▶ [WHAT THE TASK REQUIRES] Copy word for word the lines of the material below, from the line containing "Place one point per instance of the wooden post." through the end of the material, both ends included.

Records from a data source
= = = = = = =

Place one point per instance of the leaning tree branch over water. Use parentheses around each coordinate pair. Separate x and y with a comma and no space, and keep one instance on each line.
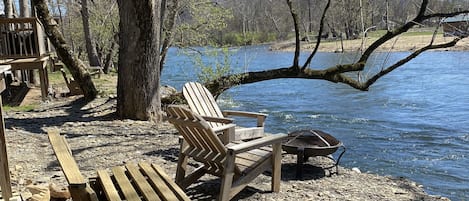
(339,73)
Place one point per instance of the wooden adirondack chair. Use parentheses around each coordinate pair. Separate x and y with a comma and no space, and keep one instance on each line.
(236,163)
(131,182)
(202,102)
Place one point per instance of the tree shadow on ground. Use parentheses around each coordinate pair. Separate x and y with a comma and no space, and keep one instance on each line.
(74,111)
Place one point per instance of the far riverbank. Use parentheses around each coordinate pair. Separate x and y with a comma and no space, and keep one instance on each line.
(399,44)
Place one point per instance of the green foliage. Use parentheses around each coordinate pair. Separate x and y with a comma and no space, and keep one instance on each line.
(214,63)
(104,25)
(250,38)
(198,21)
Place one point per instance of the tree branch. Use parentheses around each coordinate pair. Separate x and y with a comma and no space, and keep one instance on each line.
(401,62)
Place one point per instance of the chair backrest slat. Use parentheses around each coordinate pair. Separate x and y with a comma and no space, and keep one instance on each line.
(199,136)
(201,101)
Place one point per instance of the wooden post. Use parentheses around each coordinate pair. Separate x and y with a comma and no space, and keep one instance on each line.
(5,183)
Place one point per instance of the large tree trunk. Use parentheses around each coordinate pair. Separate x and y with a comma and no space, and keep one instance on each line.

= = = = = = =

▶ [SOLUTION FOR THIS PROBLEM]
Place one point per instance of the wooden post. Use parentheses around each coordinate pair. Separate x and y with a comma and no space, and keep one instance on each line.
(5,183)
Place one point per instance of the large tree trunk. Use parentheses around each coordinate pair. Separate x and y with a comma and no space, and keep one instance on each line.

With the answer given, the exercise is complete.